◆ Provided text:

## Start

Figure 4 shows the magnetic equivalent circuit of a drone motor. The magnetic flux generated from the permanent magnet inside the rotor passed through the rotor core and air gap. After being chained to the stator, it returned to the permanent magnet through the air gap and rotor core. The stator consisted of teeth, windings, a magnetic tape, and a back yoke. The magnetic flux chained to the teeth was the effective flux that contributed to torque, whereas the magnetic flux chained to the winding and magnetic tape was the leakage flux of the magnetic flux chained through the teeth. To reduce the leakage flux chained to the winding, one must increase the magnetic permeability of the magnetic tape. However, if the magnetic permeability of the magnetic tape is too large, the magnetic flux chained to the teeth decreases, thereby lowering the torque and increasing the DC copper loss. Therefore, the permeability of the magnetic tape must be larger than that of the winding and smaller than that of the electromagnetic steel plate used in the teeth. The specific permeability of magnetic composite materials (~10–100) was sufficiently smaller than that of electromagnetic steel sheets.
3. Loss Reduction Effect with Magnetic Tape
3.1. Magnetic Composite Tape
Figure 5 shows the manufacturing method of the magnetic tape formed by mixing magnetic powder with liquid resin, agitating and de-aerating the mixture, and then coating the film with a thin layer of liquid magnetic composite material using a die coater. The magnetic composite material was filled in the plunger of the die coater and poured while moving the plunger stage. Magnetic tapes were produced by thinly stretching and drying the magnetic composite materials. When mixed, the magnetic powder and liquid resin formed a low-viscosity composite which was suitable for tape-like processing. Embedding high-resistivity magnetic powder in the liquid resin reduced the path of the eddy currents generated by chaining the magnetic fluxes, thereby reducing the iron loss [27].

## End

◆ Information given:
## Start

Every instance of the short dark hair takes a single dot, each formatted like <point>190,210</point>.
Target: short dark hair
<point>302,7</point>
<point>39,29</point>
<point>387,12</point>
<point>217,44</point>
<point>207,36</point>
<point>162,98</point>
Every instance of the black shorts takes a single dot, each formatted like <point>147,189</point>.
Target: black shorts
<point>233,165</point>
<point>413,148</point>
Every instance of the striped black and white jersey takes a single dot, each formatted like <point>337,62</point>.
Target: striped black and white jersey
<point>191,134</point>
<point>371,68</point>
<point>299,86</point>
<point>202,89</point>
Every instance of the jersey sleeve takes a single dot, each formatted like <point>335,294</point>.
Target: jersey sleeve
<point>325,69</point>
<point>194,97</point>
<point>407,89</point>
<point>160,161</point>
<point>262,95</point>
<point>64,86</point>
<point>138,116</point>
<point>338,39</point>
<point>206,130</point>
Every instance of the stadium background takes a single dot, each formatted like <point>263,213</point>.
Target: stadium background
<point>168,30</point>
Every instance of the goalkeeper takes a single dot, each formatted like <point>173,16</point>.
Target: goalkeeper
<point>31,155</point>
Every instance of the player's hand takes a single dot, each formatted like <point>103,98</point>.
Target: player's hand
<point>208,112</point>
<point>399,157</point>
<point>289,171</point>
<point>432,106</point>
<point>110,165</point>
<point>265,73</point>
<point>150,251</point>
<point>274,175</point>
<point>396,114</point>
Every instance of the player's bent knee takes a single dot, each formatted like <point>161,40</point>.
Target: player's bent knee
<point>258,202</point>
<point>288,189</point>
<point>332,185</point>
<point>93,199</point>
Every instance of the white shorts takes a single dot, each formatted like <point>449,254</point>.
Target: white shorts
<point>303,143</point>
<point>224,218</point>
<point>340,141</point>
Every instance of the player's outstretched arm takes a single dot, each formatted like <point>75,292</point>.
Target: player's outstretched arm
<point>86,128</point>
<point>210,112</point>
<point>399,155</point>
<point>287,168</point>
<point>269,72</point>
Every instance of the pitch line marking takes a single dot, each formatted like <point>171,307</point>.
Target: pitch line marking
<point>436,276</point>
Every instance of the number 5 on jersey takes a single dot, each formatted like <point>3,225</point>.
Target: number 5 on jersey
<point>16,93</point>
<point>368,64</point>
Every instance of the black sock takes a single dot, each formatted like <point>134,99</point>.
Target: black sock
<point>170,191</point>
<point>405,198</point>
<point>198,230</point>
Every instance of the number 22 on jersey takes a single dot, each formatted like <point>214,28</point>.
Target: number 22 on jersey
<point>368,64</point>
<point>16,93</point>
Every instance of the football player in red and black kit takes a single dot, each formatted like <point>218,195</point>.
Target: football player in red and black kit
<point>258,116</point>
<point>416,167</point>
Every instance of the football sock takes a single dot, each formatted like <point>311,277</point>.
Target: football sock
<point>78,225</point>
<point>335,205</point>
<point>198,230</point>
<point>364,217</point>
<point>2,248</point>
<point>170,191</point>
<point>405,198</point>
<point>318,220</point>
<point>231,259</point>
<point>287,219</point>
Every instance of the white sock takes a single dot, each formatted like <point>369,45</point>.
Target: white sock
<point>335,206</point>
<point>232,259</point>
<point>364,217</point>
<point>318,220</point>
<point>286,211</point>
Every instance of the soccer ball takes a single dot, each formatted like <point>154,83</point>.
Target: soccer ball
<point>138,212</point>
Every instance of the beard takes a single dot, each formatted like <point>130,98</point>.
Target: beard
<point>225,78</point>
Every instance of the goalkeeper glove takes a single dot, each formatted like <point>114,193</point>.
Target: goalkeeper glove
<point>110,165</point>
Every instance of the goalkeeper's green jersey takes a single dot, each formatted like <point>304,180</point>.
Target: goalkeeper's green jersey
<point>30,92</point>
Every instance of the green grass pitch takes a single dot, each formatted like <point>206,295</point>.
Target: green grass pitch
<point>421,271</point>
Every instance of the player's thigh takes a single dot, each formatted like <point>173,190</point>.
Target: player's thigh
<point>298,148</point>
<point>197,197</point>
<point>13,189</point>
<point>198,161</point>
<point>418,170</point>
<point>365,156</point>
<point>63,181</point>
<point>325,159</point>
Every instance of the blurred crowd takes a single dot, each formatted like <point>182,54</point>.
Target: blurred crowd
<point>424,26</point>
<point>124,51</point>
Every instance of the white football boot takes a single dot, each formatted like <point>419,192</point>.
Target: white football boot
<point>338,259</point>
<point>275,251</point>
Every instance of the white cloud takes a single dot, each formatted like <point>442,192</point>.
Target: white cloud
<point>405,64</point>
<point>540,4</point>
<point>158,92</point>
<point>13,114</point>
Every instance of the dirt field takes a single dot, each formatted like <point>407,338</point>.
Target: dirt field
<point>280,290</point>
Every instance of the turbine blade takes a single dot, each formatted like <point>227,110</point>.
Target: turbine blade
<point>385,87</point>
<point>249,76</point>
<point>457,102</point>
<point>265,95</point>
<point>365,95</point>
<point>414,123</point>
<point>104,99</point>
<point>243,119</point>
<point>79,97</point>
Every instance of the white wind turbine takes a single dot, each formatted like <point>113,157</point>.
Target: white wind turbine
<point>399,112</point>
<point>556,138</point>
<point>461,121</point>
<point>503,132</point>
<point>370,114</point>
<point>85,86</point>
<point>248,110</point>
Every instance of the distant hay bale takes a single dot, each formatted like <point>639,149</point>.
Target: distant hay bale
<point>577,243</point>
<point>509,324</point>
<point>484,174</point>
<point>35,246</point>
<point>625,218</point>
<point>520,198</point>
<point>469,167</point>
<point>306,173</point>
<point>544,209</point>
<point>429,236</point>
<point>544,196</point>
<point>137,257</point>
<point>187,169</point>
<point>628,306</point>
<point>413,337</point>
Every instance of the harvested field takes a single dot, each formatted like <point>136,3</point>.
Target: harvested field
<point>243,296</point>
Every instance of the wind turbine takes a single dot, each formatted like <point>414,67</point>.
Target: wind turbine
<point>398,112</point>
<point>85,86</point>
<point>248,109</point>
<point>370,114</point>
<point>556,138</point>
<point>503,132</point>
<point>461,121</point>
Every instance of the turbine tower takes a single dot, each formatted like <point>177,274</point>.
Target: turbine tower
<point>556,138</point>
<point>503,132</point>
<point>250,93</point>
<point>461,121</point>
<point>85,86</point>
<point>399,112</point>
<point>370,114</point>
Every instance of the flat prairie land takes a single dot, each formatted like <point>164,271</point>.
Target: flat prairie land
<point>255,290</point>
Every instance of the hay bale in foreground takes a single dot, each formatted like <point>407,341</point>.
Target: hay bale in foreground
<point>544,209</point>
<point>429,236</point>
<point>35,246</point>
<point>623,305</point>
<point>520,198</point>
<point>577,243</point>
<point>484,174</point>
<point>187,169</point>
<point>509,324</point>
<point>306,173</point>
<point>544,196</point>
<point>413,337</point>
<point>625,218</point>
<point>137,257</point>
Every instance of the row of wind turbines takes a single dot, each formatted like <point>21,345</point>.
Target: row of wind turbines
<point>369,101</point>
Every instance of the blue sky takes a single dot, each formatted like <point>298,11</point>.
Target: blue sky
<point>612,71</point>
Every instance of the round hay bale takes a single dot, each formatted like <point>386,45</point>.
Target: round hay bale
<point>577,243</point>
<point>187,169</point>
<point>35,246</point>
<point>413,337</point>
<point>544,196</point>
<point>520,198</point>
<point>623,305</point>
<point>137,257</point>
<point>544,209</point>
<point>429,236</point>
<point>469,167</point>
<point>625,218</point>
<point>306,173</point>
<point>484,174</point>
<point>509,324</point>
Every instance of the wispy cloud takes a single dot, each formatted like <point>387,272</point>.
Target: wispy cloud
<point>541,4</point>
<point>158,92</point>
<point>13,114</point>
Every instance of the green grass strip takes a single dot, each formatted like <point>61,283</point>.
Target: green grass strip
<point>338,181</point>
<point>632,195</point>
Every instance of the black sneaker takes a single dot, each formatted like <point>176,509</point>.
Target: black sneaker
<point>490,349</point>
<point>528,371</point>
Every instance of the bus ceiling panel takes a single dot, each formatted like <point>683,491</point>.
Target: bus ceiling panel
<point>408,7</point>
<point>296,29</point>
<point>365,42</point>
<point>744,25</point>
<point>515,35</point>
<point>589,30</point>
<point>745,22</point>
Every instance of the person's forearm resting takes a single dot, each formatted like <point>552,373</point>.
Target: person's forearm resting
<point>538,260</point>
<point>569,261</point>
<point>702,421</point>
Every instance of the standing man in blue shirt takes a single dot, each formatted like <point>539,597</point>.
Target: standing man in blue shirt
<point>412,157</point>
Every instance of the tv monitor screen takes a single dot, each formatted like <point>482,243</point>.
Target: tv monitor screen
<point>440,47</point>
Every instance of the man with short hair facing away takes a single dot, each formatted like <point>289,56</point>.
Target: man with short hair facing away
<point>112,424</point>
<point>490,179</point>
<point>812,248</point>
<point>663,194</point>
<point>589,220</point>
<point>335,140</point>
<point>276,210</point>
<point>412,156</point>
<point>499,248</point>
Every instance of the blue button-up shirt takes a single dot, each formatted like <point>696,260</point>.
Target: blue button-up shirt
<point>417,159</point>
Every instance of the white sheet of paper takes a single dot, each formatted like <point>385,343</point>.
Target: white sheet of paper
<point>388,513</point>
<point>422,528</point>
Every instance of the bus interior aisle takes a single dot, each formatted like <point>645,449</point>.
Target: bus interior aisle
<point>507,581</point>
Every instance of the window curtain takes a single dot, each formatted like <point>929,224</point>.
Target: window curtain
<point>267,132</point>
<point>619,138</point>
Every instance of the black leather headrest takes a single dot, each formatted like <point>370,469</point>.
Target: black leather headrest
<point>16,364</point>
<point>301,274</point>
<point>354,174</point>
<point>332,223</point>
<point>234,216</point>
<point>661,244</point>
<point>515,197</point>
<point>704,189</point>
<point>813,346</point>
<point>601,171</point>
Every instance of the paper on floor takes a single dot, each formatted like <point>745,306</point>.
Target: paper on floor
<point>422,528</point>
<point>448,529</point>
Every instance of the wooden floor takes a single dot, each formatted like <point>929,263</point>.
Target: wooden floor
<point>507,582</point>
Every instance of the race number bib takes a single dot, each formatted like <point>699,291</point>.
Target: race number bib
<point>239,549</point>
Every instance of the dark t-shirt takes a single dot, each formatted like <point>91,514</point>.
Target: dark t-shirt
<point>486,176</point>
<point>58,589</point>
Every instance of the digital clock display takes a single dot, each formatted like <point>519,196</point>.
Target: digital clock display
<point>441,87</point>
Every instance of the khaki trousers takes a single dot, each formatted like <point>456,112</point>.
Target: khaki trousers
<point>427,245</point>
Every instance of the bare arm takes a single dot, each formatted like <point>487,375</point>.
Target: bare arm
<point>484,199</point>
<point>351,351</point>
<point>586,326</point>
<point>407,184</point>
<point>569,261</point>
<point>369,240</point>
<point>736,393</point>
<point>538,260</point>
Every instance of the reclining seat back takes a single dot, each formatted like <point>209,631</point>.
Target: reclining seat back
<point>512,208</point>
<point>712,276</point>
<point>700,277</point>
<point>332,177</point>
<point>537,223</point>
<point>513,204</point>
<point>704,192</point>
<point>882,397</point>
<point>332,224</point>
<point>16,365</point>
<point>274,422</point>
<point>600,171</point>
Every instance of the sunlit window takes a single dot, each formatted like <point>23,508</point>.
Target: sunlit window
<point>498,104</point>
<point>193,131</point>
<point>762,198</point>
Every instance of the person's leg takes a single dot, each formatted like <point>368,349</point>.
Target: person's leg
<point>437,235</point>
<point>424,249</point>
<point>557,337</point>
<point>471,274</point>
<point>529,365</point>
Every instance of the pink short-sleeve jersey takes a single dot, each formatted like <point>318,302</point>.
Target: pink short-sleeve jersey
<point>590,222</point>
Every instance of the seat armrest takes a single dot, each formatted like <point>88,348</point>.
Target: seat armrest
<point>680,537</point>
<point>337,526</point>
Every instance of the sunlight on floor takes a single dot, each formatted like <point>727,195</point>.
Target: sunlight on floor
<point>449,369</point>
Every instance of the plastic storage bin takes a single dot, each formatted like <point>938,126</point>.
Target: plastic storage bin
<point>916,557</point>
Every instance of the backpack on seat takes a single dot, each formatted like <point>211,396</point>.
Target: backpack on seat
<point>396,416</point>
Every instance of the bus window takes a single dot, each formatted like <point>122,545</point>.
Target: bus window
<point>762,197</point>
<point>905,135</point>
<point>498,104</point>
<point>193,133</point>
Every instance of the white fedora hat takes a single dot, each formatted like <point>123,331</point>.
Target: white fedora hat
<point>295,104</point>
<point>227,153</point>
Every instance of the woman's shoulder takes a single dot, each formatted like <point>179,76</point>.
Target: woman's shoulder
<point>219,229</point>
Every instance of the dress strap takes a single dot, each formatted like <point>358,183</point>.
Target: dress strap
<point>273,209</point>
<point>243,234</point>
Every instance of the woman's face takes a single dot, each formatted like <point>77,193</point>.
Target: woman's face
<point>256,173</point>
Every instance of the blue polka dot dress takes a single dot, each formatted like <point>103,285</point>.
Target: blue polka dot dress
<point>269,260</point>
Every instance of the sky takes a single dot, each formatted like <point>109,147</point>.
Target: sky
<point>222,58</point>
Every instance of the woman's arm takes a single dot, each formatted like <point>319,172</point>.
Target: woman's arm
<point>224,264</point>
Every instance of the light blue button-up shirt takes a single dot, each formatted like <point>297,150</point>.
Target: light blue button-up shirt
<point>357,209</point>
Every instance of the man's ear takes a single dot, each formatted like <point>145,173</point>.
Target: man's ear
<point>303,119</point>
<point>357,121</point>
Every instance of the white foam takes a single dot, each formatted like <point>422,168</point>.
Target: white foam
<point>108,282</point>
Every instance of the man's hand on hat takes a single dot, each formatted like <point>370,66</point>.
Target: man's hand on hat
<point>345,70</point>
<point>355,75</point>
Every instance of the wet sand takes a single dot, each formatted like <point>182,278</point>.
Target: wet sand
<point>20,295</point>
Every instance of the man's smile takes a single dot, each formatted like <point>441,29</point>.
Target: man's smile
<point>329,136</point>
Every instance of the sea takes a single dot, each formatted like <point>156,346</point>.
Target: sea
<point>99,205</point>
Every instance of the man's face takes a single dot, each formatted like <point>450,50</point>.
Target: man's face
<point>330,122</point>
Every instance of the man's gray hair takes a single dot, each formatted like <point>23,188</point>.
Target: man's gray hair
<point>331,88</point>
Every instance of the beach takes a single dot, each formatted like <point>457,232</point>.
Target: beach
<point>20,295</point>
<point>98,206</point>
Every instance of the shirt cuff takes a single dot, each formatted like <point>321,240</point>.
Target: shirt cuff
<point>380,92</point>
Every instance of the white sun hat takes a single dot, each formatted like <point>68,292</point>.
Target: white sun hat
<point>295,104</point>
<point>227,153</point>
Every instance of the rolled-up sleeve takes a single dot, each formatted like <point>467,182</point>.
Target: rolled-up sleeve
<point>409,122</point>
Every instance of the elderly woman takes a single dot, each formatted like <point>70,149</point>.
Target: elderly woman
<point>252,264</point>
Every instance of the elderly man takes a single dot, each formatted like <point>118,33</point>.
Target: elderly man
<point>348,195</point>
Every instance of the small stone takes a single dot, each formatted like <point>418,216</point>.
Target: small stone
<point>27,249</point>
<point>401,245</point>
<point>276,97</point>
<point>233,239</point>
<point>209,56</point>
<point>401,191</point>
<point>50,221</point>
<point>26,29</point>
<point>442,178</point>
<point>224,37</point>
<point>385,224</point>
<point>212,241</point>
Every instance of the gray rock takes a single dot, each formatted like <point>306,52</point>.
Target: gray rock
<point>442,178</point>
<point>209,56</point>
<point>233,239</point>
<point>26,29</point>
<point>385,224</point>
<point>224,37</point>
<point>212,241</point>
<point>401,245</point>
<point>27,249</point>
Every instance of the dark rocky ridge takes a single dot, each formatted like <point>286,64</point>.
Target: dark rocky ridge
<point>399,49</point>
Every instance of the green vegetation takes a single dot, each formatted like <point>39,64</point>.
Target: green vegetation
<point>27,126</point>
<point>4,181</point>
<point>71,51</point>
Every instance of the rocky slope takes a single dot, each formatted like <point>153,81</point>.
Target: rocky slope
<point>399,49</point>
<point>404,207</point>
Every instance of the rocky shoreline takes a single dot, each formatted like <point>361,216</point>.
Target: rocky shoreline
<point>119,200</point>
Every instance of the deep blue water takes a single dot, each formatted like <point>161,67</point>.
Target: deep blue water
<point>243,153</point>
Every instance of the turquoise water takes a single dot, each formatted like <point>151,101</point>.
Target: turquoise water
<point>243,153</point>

## End

◆ Written tasks:
(A) In the text on the drone motor's magnetic tape, what parts does the stator consist of?
(B) From the text on the drone motor's magnetic tape, copy the part that opens with the words containing "3. Loss Reduction" and closes with "iron loss [27].".
The rows are separate from the text on the drone motor's magnetic tape.

◆ Outputs:
(A) Teeth, windings, a magnetic tape, and a back yoke.

(B)
3. Loss Reduction Effect with Magnetic Tape
3.1. Magnetic Composite Tape
Figure 5 shows the manufacturing method of the magnetic tape formed by mixing magnetic powder with liquid resin, agitating and de-aerating the mixture, and then coating the film with a thin layer of liquid magnetic composite material using a die coater. The magnetic composite material was filled in the plunger of the die coater and poured while moving the plunger stage. Magnetic tapes were produced by thinly stretching and drying the magnetic composite materials. When mixed, the magnetic powder and liquid resin formed a low-viscosity composite which was suitable for tape-like processing. Embedding high-resistivity magnetic powder in the liquid resin reduced the path of the eddy currents generated by chaining the magnetic fluxes, thereby reducing the iron loss [27].